══ 所给文本 ══

Jul 27, 2020

Golang 快速读取处理大日志文件

本文翻译并改进于此文

当今世界的计算机系统每天会产生海量的日志，但是这些日志并不适合存入到数据库中。因为这些数据都是不可变的，并且只用于数据分析和故常排除。因此大部分情况下这些日志都会被存放在磁盘的文件中。往往这些日志文件都会增长到 GB 级别，在需要对日志和打点进行数据分析时，如何快速高效的读取海量日志文件便成为了很影响工作效率的一件事。本文介绍一种使用 Golang 通过异步 IO 快速读取大日志文件的方法。

相关的工具代码在 Github 可以找到

Start

首先我们来打开文件。我们使用 Go 标准库的 os.File 来处理所有文件的 IO。

f, err := os.Open(fileName)
if err != nil {
    fmt.Println("cannot able to read the file", err)
    return
}
defer file.Close()  //Do not forget to close the file

打开文件之后，我们有两种方式来处理文件：

一行一行的读取文件。这种方式减轻了内存的压力，但是会在文件 IO 上会费更多的时间
一次性将整个文件读入内存。这种方式会消耗掉很多内存但极大地提高了运行效率

鉴于我们的日志文件很大，可能会有几个 GB 甚至十几 GB，我们无法将整个文件读入到内存中，但是第一种方法同样不太符合我们的需求，因为我们期望能在秒级内处理整个日志文件。好在我们还有第三种方法，我们可以平衡两种方法，将整个文件按块读取到内存中，在 Go 中使用 bufio.NewReader() 就可以做到这一点。

═══

任务目标 A:
请将下面的全部记录逐字重现，不作任何改动。
所给文本与其后的记录互不相干，各为独立的材料。

══ 给定记录 ══

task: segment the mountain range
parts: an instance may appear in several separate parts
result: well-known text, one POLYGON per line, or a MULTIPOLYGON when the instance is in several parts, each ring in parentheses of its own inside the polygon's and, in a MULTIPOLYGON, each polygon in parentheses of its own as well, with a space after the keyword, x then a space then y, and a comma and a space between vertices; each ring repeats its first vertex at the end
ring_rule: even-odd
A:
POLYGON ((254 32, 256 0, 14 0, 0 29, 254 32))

═══

任务目标 B:
请从所给文本中逐字抄写从“if err != nil”起、至“中使用 bufio.NewReader() 就可以做到这一点。”止（含该处）的部分。

回答 A:
task: segment the mountain range
parts: an instance may appear in several separate parts
result: well-known text, one POLYGON per line, or a MULTIPOLYGON when the instance is in several parts, each ring in parentheses of its own inside the polygon's and, in a MULTIPOLYGON, each polygon in parentheses of its own as well, with a space after the keyword, x then a space then y, and a comma and a space between vertices; each ring repeats its first vertex at the end
ring_rule: even-odd
A:
POLYGON ((254 32, 256 0, 14 0, 0 29, 254 32))

回答 B:
if err != nil {
    fmt.Println("cannot able to read the file", err)
    return
}
defer file.Close()  //Do not forget to close the file

打开文件之后，我们有两种方式来处理文件：

一行一行的读取文件。这种方式减轻了内存的压力，但是会在文件 IO 上会费更多的时间
一次性将整个文件读入内存。这种方式会消耗掉很多内存但极大地提高了运行效率

鉴于我们的日志文件很大，可能会有几个 GB 甚至十几 GB，我们无法将整个文件读入到内存中，但是第一种方法同样不太符合我们的需求，因为我们期望能在秒级内处理整个日志文件。好在我们还有第三种方法，我们可以平衡两种方法，将整个文件按块读取到内存中，在 Go 中使用 bufio.NewReader() 就可以做到这一点。